**TASK OBJECTIVE**
Every entry that follows should be output exactly, and every image in it left out.

**RAW DATA**
========
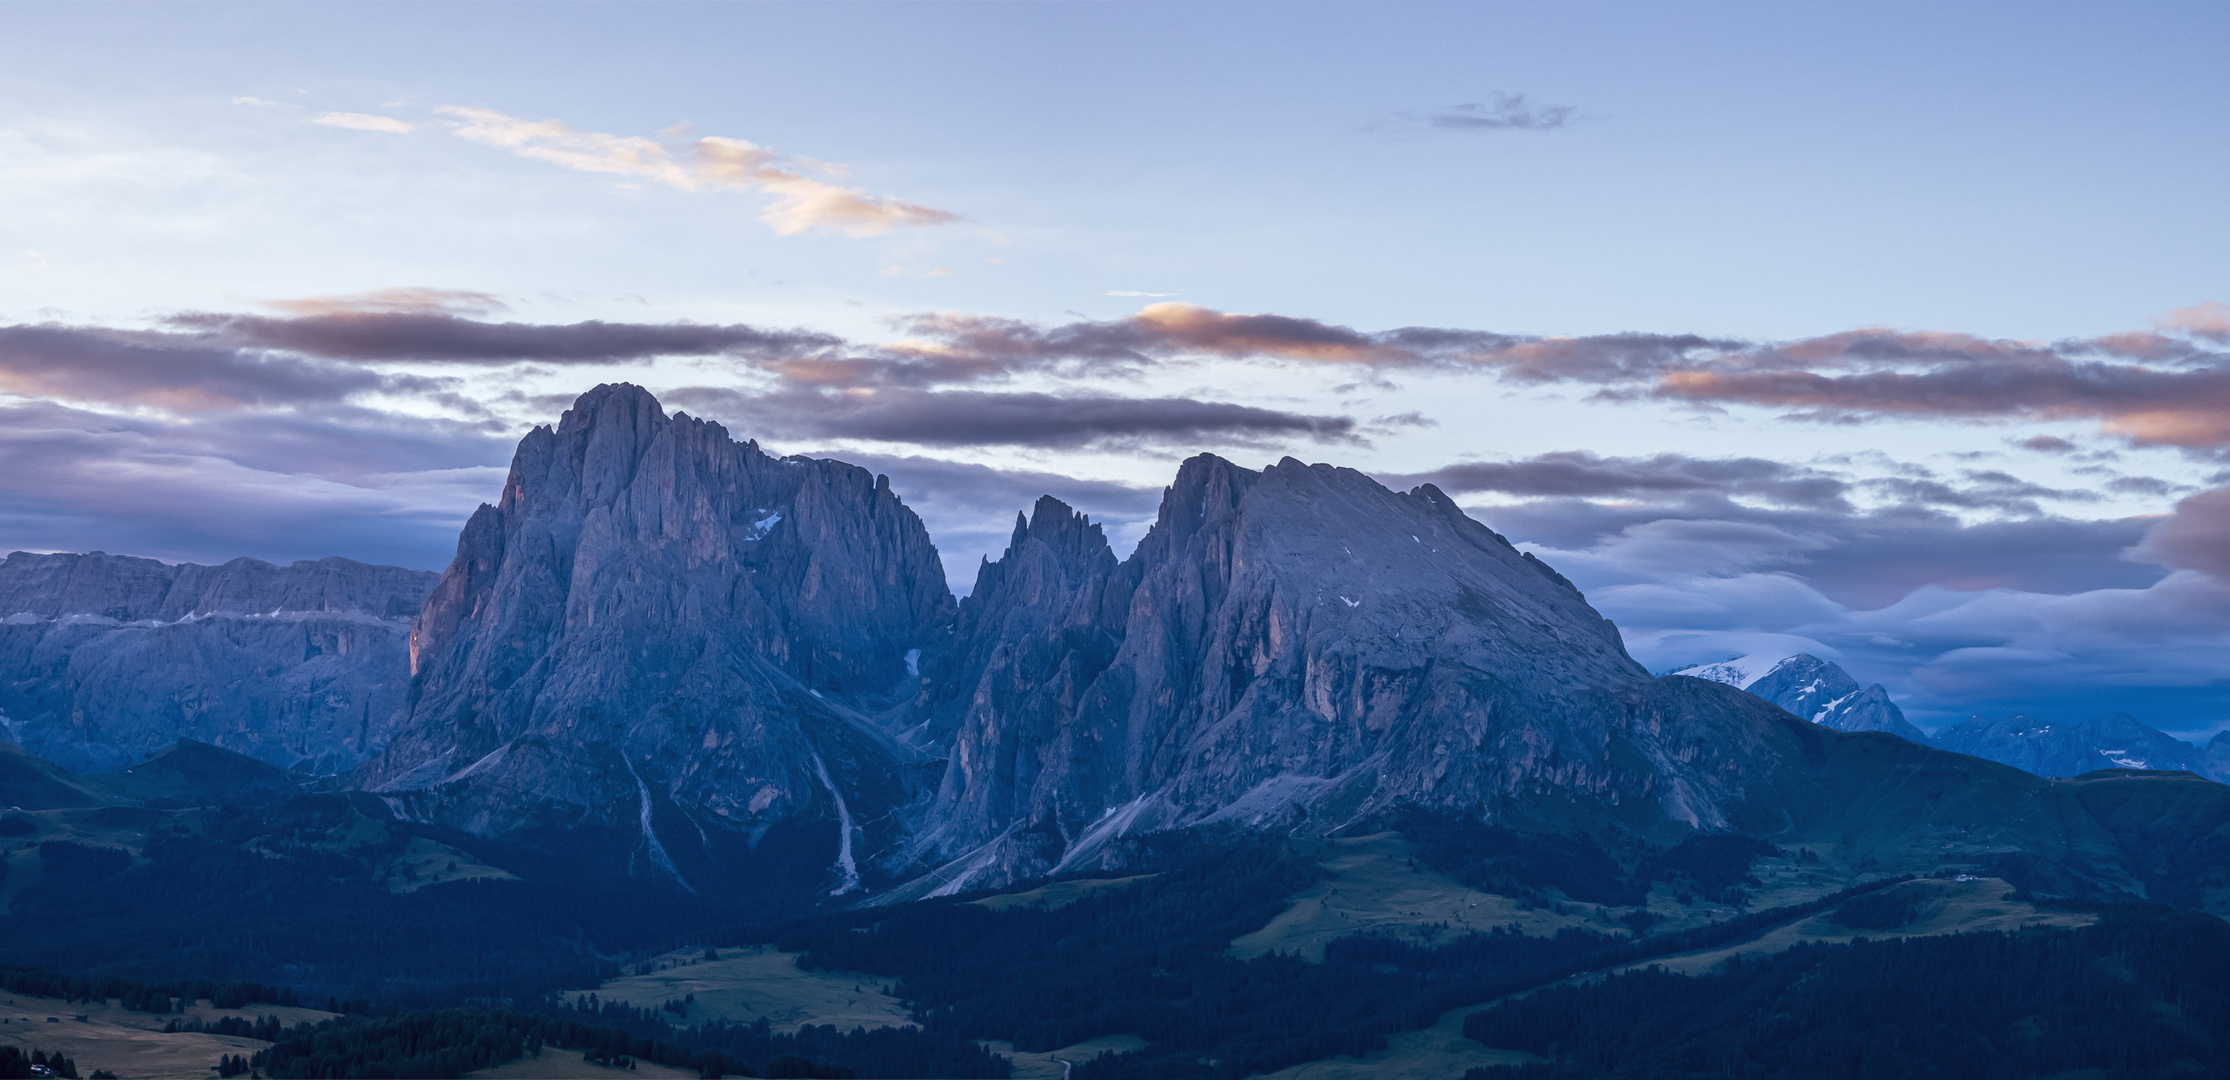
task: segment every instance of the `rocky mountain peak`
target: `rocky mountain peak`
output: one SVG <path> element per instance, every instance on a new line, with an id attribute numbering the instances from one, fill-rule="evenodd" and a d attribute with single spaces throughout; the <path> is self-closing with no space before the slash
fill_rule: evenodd
<path id="1" fill-rule="evenodd" d="M 628 823 L 662 867 L 688 860 L 659 806 L 705 844 L 834 829 L 903 801 L 910 757 L 870 718 L 913 699 L 955 615 L 886 478 L 599 386 L 520 441 L 466 525 L 414 629 L 409 719 L 365 780 L 481 832 Z"/>
<path id="2" fill-rule="evenodd" d="M 974 629 L 987 612 L 1002 617 L 1046 614 L 1076 585 L 1115 567 L 1107 534 L 1067 503 L 1046 495 L 1027 513 L 1016 514 L 1014 535 L 993 562 L 986 557 L 976 585 L 960 602 L 963 627 Z"/>
<path id="3" fill-rule="evenodd" d="M 1677 674 L 1747 690 L 1822 727 L 1886 731 L 1910 742 L 1928 743 L 1927 733 L 1905 719 L 1904 710 L 1890 700 L 1882 684 L 1860 686 L 1841 666 L 1811 653 L 1778 660 L 1772 655 L 1701 664 Z"/>
<path id="4" fill-rule="evenodd" d="M 1049 509 L 986 565 L 986 611 L 1012 581 L 1051 580 L 1021 572 L 1053 562 L 1030 540 Z M 1711 801 L 1686 777 L 1624 775 L 1683 768 L 1633 726 L 1647 673 L 1570 582 L 1436 488 L 1201 455 L 1128 559 L 1064 574 L 1056 617 L 953 673 L 969 690 L 916 848 L 953 859 L 939 887 L 1089 865 L 1125 832 L 1510 809 L 1543 783 L 1631 780 L 1625 797 L 1684 820 Z"/>

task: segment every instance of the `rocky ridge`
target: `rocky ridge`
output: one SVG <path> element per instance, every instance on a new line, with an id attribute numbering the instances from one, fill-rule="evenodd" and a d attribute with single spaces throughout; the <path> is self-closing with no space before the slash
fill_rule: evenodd
<path id="1" fill-rule="evenodd" d="M 1120 563 L 1041 500 L 964 612 L 915 850 L 944 862 L 917 890 L 1091 866 L 1126 833 L 1403 804 L 1725 829 L 1793 750 L 1755 699 L 1652 680 L 1438 489 L 1291 458 L 1187 461 Z"/>
<path id="2" fill-rule="evenodd" d="M 180 738 L 335 773 L 377 753 L 409 684 L 433 574 L 347 559 L 0 560 L 0 729 L 65 768 L 123 768 Z"/>

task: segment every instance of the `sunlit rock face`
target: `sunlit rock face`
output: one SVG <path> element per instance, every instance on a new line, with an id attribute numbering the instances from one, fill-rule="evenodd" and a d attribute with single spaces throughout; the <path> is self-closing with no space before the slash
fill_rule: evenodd
<path id="1" fill-rule="evenodd" d="M 1721 827 L 1801 756 L 1779 710 L 1652 680 L 1437 489 L 1290 458 L 1187 461 L 1120 563 L 1041 500 L 956 655 L 974 668 L 931 717 L 950 764 L 917 851 L 950 860 L 948 890 L 1090 865 L 1125 832 L 1331 830 L 1399 803 Z"/>
<path id="2" fill-rule="evenodd" d="M 484 834 L 637 829 L 685 880 L 722 837 L 825 822 L 842 888 L 919 786 L 876 718 L 954 615 L 886 479 L 601 386 L 465 526 L 411 631 L 408 720 L 359 780 Z"/>
<path id="3" fill-rule="evenodd" d="M 179 738 L 342 772 L 400 718 L 410 619 L 437 575 L 347 559 L 0 561 L 0 731 L 79 772 Z"/>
========
**WRITTEN SOLUTION**
task: segment every instance of the `rocky mountain peak`
target: `rocky mountain peak`
output: one SVG <path> element per instance, every instance on a new line, with an id attribute numbering the instances from one, fill-rule="evenodd" and a d attribute with single spaces throughout; the <path> is self-closing with no space before the slash
fill_rule: evenodd
<path id="1" fill-rule="evenodd" d="M 628 823 L 662 867 L 688 860 L 659 806 L 705 844 L 834 829 L 903 801 L 910 757 L 870 718 L 913 699 L 955 615 L 886 478 L 599 386 L 520 441 L 466 525 L 414 629 L 409 719 L 365 780 L 481 832 Z"/>
<path id="2" fill-rule="evenodd" d="M 974 629 L 987 612 L 1002 617 L 1046 614 L 1076 585 L 1115 567 L 1107 534 L 1067 503 L 1046 495 L 1027 513 L 1016 514 L 1014 535 L 993 562 L 986 557 L 976 585 L 960 602 L 963 627 Z"/>
<path id="3" fill-rule="evenodd" d="M 1677 674 L 1747 690 L 1822 727 L 1886 731 L 1910 742 L 1928 743 L 1927 733 L 1905 719 L 1904 710 L 1890 700 L 1882 684 L 1860 686 L 1841 666 L 1811 653 L 1778 660 L 1772 655 L 1701 664 Z"/>
<path id="4" fill-rule="evenodd" d="M 1049 509 L 986 565 L 986 611 L 1012 581 L 1051 580 L 1021 572 L 1053 562 L 1030 540 Z M 1711 801 L 1686 777 L 1624 775 L 1683 768 L 1633 726 L 1647 673 L 1570 582 L 1436 488 L 1201 455 L 1128 559 L 1064 574 L 1056 617 L 953 673 L 969 690 L 916 848 L 953 859 L 939 887 L 1089 865 L 1125 832 L 1510 809 L 1543 783 L 1631 780 L 1625 797 L 1684 820 Z"/>

task: segment every instance of the `rocky ridge`
target: `rocky ridge`
output: one SVG <path> element per instance, every instance on a new line, with an id attribute numbering the instances from one, fill-rule="evenodd" and a d attribute with single spaces throughout; the <path> is self-closing with no space before the slash
fill_rule: evenodd
<path id="1" fill-rule="evenodd" d="M 1120 563 L 1041 500 L 964 612 L 915 850 L 944 862 L 917 890 L 1091 866 L 1126 833 L 1403 804 L 1725 829 L 1793 750 L 1755 699 L 1652 680 L 1438 489 L 1291 458 L 1187 461 Z"/>
<path id="2" fill-rule="evenodd" d="M 180 738 L 335 773 L 377 753 L 409 684 L 433 574 L 347 559 L 0 560 L 0 729 L 65 768 L 123 768 Z"/>

task: segment every instance of the `sunlit rock face`
target: `sunlit rock face`
output: one SVG <path> element per instance, every instance on a new line, with an id attribute numbering the instances from one, fill-rule="evenodd" and a d attribute with single spaces throughout; the <path> is self-closing with no space before the slash
fill_rule: evenodd
<path id="1" fill-rule="evenodd" d="M 1721 827 L 1801 756 L 1779 710 L 1652 680 L 1437 489 L 1290 458 L 1187 461 L 1120 563 L 1041 500 L 956 655 L 974 668 L 931 717 L 950 764 L 917 851 L 950 860 L 948 890 L 1090 865 L 1125 832 L 1331 830 L 1399 803 Z"/>
<path id="2" fill-rule="evenodd" d="M 484 834 L 637 829 L 685 880 L 722 837 L 825 822 L 842 888 L 919 786 L 876 718 L 954 615 L 886 479 L 601 386 L 465 526 L 411 631 L 408 720 L 359 780 Z"/>
<path id="3" fill-rule="evenodd" d="M 179 738 L 342 772 L 400 718 L 410 619 L 437 575 L 347 559 L 0 561 L 0 731 L 79 772 Z"/>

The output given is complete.